[start]

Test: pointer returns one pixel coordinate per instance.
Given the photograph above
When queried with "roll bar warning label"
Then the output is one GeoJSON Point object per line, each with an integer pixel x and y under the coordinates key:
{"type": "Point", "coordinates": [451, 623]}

[end]

Reproduce the material above with "pointer" swapped for "locator" wherever it occurs, leaving everything else the same.

Response =
Test: locator returns one pixel coordinate per instance.
Given the photograph above
When queried with "roll bar warning label"
Then the output is one GeoJSON Point object per line, each with an integer pixel x and y under the coordinates key:
{"type": "Point", "coordinates": [451, 623]}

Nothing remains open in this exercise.